Given instruction:
Render the listing, from its first line through the line containing "194), (23, 196)]", as a Markdown table with columns Row and Text. Give each non-blank line its own row with a running number, and leave the pictures out.

Provided records:

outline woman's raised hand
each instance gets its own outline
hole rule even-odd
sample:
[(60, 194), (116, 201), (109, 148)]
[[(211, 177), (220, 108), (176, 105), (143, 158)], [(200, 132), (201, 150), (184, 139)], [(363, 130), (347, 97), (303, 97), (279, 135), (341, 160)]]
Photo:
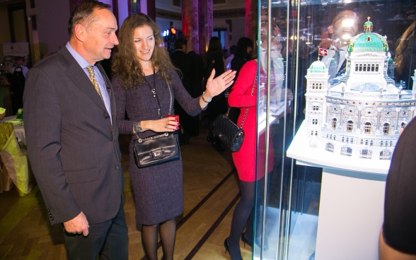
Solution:
[(215, 69), (212, 69), (211, 76), (209, 76), (207, 82), (207, 91), (205, 91), (211, 98), (215, 97), (231, 85), (234, 82), (233, 79), (236, 77), (236, 71), (229, 70), (214, 78), (214, 76)]

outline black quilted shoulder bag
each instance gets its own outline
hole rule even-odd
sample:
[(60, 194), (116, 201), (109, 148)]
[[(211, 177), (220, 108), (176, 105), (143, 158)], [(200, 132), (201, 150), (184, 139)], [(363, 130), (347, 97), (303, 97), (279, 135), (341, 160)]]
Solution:
[[(154, 88), (150, 87), (149, 83), (147, 85), (151, 88), (154, 97), (158, 101), (159, 106), (158, 112), (161, 118), (161, 110), (159, 99), (156, 93), (156, 79), (154, 78)], [(166, 81), (168, 83), (168, 82)], [(171, 110), (172, 108), (172, 92), (168, 83), (168, 88), (169, 89), (169, 94), (171, 95), (171, 103), (169, 104), (169, 114), (171, 114)], [(149, 136), (144, 138), (141, 138), (137, 136), (137, 140), (134, 143), (133, 155), (134, 157), (134, 162), (139, 168), (143, 168), (149, 166), (160, 165), (161, 163), (167, 162), (171, 160), (179, 160), (179, 146), (173, 133), (161, 133), (156, 135)]]
[[(251, 90), (251, 95), (254, 93), (254, 89), (257, 84), (257, 76), (253, 84), (253, 89)], [(248, 112), (248, 107), (245, 110), (244, 118), (241, 122), (241, 127), (234, 124), (229, 118), (228, 114), (219, 114), (214, 122), (214, 134), (217, 136), (221, 142), (231, 151), (238, 152), (241, 148), (243, 141), (244, 141), (244, 130), (243, 126), (245, 121), (245, 117)]]

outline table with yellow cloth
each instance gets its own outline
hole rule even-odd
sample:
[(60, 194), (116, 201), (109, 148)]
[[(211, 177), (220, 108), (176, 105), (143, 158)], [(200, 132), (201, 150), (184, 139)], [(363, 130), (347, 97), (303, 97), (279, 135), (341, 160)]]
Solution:
[(30, 192), (35, 183), (23, 124), (16, 116), (6, 117), (0, 123), (0, 193), (15, 185), (18, 194), (23, 196)]

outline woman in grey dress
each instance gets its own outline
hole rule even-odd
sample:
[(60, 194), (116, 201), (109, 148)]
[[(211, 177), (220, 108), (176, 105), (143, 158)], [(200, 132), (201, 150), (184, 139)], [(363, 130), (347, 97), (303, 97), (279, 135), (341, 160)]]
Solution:
[[(174, 114), (173, 99), (187, 113), (196, 115), (207, 107), (212, 97), (232, 84), (235, 73), (226, 71), (214, 79), (213, 71), (205, 92), (192, 98), (183, 88), (163, 47), (161, 30), (147, 16), (134, 14), (125, 20), (119, 41), (112, 83), (120, 133), (132, 134), (129, 170), (136, 202), (136, 221), (141, 225), (141, 240), (147, 257), (157, 259), (158, 228), (163, 259), (173, 259), (175, 218), (183, 211), (182, 160), (138, 168), (133, 159), (133, 141), (137, 138), (136, 134), (146, 138), (160, 132), (173, 132), (178, 139), (179, 123), (174, 117), (166, 117), (170, 111)], [(126, 112), (128, 119), (125, 118)]]

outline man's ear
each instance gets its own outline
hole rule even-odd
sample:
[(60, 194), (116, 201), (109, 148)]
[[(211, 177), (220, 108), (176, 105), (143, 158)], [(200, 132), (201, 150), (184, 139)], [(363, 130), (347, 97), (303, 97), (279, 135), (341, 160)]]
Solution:
[(83, 38), (85, 37), (85, 28), (82, 26), (81, 24), (77, 24), (75, 25), (74, 28), (74, 34), (76, 39), (78, 39), (80, 42), (83, 42)]
[(333, 33), (333, 31), (334, 31), (334, 26), (333, 25), (329, 25), (329, 27), (328, 28), (328, 32), (329, 33)]

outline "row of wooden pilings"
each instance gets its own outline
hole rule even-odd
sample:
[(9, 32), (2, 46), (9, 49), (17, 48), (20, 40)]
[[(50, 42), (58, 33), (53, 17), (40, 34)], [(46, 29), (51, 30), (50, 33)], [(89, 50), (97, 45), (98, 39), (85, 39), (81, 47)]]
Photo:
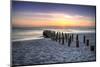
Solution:
[[(68, 43), (68, 47), (71, 46), (71, 43), (73, 41), (76, 41), (76, 47), (79, 48), (79, 35), (76, 34), (76, 37), (74, 37), (74, 34), (72, 33), (63, 33), (63, 32), (55, 32), (51, 30), (44, 30), (43, 31), (43, 36), (45, 38), (51, 38), (51, 40), (56, 41), (64, 45), (64, 43)], [(95, 46), (90, 45), (89, 39), (86, 39), (86, 36), (83, 36), (83, 43), (86, 46), (90, 46), (90, 50), (94, 51)]]

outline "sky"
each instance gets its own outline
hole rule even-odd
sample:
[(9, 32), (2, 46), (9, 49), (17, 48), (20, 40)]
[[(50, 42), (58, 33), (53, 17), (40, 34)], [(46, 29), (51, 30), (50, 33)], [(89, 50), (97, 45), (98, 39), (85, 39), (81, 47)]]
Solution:
[(95, 6), (12, 1), (14, 27), (95, 27)]

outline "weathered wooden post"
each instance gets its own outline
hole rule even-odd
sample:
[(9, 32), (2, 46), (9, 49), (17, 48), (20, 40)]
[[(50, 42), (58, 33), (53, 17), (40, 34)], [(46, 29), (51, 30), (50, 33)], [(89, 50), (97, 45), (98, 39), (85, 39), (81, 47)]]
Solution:
[(73, 38), (74, 38), (74, 35), (72, 34), (72, 41), (74, 40)]
[(94, 51), (95, 47), (93, 45), (90, 46), (90, 51)]
[(58, 40), (58, 32), (56, 33), (56, 41)]
[(85, 35), (83, 36), (83, 43), (85, 43), (85, 39), (86, 39), (86, 37), (85, 37)]
[(64, 44), (64, 33), (62, 32), (62, 44)]
[(76, 47), (79, 47), (79, 40), (76, 40)]
[(89, 40), (88, 39), (86, 40), (86, 45), (89, 46)]
[(78, 40), (78, 34), (76, 35), (76, 40)]
[(61, 42), (61, 34), (60, 34), (60, 32), (59, 32), (59, 43)]
[(68, 38), (68, 47), (70, 47), (71, 44), (71, 36)]
[(78, 34), (76, 35), (76, 47), (79, 47), (79, 39), (78, 39)]
[(65, 33), (65, 40), (66, 40), (66, 42), (67, 42), (67, 39), (68, 39), (68, 37), (67, 37), (67, 34)]

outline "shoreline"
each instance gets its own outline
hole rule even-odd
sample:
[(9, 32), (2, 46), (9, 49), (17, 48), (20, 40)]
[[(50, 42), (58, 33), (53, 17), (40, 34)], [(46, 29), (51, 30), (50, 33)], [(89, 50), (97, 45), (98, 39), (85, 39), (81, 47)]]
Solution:
[[(95, 46), (94, 37), (86, 35), (90, 37), (90, 45)], [(90, 51), (90, 47), (83, 43), (82, 35), (79, 40), (78, 48), (75, 40), (70, 47), (67, 42), (62, 45), (50, 38), (12, 42), (12, 65), (95, 61), (96, 52)]]

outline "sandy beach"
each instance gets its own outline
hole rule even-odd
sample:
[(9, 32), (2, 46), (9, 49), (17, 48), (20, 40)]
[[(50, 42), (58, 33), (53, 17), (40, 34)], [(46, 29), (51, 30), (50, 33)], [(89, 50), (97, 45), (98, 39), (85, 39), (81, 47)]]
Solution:
[[(67, 42), (62, 45), (50, 38), (14, 41), (12, 42), (12, 65), (95, 61), (96, 50), (90, 51), (90, 46), (83, 43), (83, 34), (78, 35), (79, 48), (76, 47), (75, 34), (70, 47)], [(90, 40), (90, 45), (95, 46), (95, 34), (87, 33), (85, 35)]]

Finished task:
| Row | Text |
|---|---|
| 1 | outline woman's raised hand |
| 2 | each instance gets its own outline |
| 3 | hole rule even-odd |
| 4 | sample: |
| 5 | [(60, 194), (116, 201), (109, 148)] |
| 6 | [[(211, 177), (220, 108), (176, 105), (143, 158)], [(200, 132), (201, 150), (184, 139)], [(363, 130), (347, 97), (303, 97), (279, 135), (341, 160)]] |
| 7 | Photo: |
| 8 | Solution: |
| 9 | [(215, 69), (212, 69), (211, 76), (209, 76), (207, 82), (207, 91), (205, 91), (211, 98), (215, 97), (231, 85), (234, 82), (233, 79), (236, 77), (236, 71), (229, 70), (214, 78), (214, 76)] |
| 10 | outline black quilted shoulder bag |
| 11 | each instance gets its own outline |
| 12 | hole rule even-odd |
| 13 | sample: |
| 14 | [(60, 194), (116, 201), (109, 148)] |
| 15 | [[(211, 177), (220, 108), (176, 105), (143, 158)], [(200, 132), (201, 150), (184, 139)], [(363, 130), (347, 97), (303, 97), (279, 135), (341, 160)]] |
| 16 | Solution: |
| 17 | [[(154, 88), (150, 87), (149, 83), (147, 85), (151, 88), (154, 97), (158, 101), (159, 106), (158, 112), (161, 118), (161, 110), (159, 99), (156, 93), (156, 79), (154, 78)], [(166, 81), (168, 83), (168, 82)], [(171, 110), (172, 108), (172, 92), (168, 83), (168, 88), (169, 89), (169, 94), (171, 95), (171, 103), (169, 104), (169, 114), (171, 114)], [(149, 136), (144, 138), (141, 138), (137, 136), (137, 140), (134, 143), (133, 155), (134, 157), (134, 162), (139, 168), (143, 168), (149, 166), (160, 165), (161, 163), (167, 162), (171, 160), (179, 160), (179, 146), (173, 133), (161, 133), (156, 135)]] |
| 18 | [[(251, 90), (251, 95), (254, 93), (254, 89), (257, 84), (257, 76), (253, 84), (253, 89)], [(248, 112), (248, 107), (245, 110), (244, 118), (241, 122), (241, 127), (234, 124), (229, 118), (228, 114), (219, 114), (214, 122), (214, 134), (217, 136), (221, 142), (231, 151), (238, 152), (241, 148), (243, 141), (244, 141), (244, 130), (243, 126), (245, 121), (245, 117)]] |
| 19 | outline table with yellow cloth |
| 20 | each instance gets its own outline |
| 21 | hole rule even-odd |
| 22 | sample: |
| 23 | [(60, 194), (116, 201), (109, 148)] |
| 24 | [[(211, 177), (220, 108), (176, 105), (143, 158)], [(200, 132), (201, 150), (184, 139)], [(363, 130), (347, 97), (303, 97), (279, 135), (341, 160)]] |
| 25 | Solution: |
| 26 | [(30, 192), (35, 183), (23, 124), (16, 116), (6, 117), (0, 123), (0, 193), (15, 185), (18, 194), (23, 196)] |